------ Listed records
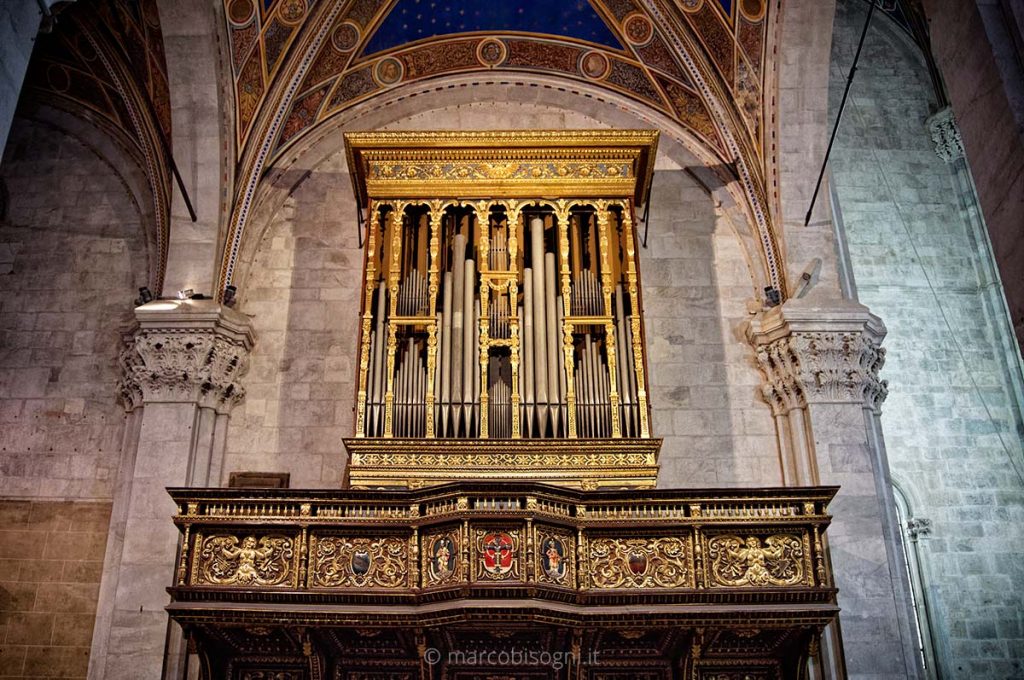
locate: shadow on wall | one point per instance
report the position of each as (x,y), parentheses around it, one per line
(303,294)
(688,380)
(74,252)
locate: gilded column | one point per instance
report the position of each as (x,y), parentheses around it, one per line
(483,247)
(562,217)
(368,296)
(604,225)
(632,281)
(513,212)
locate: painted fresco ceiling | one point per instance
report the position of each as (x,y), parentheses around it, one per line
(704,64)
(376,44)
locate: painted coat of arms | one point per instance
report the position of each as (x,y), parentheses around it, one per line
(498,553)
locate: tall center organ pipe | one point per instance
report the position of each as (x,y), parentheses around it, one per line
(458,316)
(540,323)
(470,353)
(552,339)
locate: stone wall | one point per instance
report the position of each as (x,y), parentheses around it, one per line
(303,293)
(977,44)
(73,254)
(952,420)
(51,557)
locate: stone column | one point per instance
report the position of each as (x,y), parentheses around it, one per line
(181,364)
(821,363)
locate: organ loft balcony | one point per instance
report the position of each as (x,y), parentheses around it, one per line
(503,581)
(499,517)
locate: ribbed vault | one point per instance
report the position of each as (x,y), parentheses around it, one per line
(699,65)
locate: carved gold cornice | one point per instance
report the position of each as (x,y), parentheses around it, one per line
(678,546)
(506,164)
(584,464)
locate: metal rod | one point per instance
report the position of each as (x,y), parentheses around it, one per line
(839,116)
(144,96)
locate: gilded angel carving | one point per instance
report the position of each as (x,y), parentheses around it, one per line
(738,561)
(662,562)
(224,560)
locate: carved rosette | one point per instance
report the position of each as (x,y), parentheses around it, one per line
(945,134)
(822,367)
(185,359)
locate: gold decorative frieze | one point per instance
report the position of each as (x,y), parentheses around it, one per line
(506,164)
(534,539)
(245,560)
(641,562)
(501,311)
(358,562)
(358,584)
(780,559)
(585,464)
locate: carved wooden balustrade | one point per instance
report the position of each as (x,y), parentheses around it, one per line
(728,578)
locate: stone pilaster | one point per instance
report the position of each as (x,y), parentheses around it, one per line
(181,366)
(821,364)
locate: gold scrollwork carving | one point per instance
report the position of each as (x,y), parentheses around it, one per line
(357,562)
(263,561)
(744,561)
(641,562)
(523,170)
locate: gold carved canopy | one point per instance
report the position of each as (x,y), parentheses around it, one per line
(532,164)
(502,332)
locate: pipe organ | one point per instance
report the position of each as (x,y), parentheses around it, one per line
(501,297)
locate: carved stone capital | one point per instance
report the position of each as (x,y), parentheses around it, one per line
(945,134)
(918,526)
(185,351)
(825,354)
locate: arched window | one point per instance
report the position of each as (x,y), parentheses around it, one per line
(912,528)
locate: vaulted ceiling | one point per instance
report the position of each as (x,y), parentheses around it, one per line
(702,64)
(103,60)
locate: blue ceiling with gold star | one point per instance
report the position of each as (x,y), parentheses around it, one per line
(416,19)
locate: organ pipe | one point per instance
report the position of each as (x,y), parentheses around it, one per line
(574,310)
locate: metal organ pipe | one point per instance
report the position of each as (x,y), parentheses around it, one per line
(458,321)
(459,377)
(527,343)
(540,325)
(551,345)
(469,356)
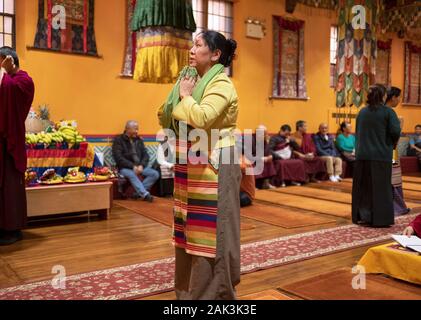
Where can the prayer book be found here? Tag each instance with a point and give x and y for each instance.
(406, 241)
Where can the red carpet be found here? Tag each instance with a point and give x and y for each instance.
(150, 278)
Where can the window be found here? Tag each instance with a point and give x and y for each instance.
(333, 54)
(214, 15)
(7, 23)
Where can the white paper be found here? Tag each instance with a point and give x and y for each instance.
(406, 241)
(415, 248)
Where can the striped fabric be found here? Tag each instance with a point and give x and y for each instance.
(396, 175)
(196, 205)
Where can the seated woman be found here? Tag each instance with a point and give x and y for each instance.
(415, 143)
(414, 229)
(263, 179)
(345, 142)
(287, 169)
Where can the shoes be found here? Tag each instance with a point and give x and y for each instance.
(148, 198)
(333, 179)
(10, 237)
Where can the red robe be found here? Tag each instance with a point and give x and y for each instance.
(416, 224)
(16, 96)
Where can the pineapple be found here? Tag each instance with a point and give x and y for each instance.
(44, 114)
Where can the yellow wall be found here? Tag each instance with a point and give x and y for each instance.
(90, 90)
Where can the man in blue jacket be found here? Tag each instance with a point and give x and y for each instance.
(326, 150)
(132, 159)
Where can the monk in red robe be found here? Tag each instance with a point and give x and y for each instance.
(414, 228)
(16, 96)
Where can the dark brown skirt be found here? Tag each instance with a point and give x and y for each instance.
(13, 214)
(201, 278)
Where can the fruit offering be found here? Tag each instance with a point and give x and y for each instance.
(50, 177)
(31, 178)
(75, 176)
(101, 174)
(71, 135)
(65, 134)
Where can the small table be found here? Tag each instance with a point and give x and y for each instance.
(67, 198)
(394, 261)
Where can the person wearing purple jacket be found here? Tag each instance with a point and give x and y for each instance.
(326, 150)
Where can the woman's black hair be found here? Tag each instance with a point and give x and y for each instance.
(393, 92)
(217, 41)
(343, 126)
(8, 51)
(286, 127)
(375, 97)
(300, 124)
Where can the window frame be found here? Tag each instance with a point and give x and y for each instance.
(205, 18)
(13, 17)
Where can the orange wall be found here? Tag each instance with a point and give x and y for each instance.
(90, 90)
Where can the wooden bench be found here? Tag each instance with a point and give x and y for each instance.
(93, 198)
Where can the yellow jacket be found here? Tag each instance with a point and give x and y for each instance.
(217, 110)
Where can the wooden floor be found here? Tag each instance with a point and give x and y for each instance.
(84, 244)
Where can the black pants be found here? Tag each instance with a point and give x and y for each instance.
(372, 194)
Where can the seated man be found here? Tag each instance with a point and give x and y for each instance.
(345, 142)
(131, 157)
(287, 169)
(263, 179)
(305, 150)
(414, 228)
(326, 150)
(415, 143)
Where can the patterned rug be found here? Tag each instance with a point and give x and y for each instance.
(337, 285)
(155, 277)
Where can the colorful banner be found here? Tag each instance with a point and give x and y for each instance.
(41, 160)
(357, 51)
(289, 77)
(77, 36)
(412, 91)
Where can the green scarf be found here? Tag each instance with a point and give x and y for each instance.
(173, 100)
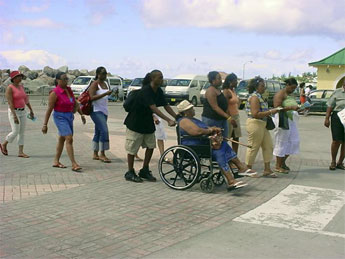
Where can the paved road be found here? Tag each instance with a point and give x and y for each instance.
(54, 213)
------------
Exercise goal: Go through the data and copy every line that includes "carved".

Solved problem:
locate: carved gold cornice | one point per instance
locate: carved rosette | one point per instance
locate: carved wooden balustrade | one point per instance
locate: gold carved canopy | one point per instance
locate: carved stone capital | one point per instance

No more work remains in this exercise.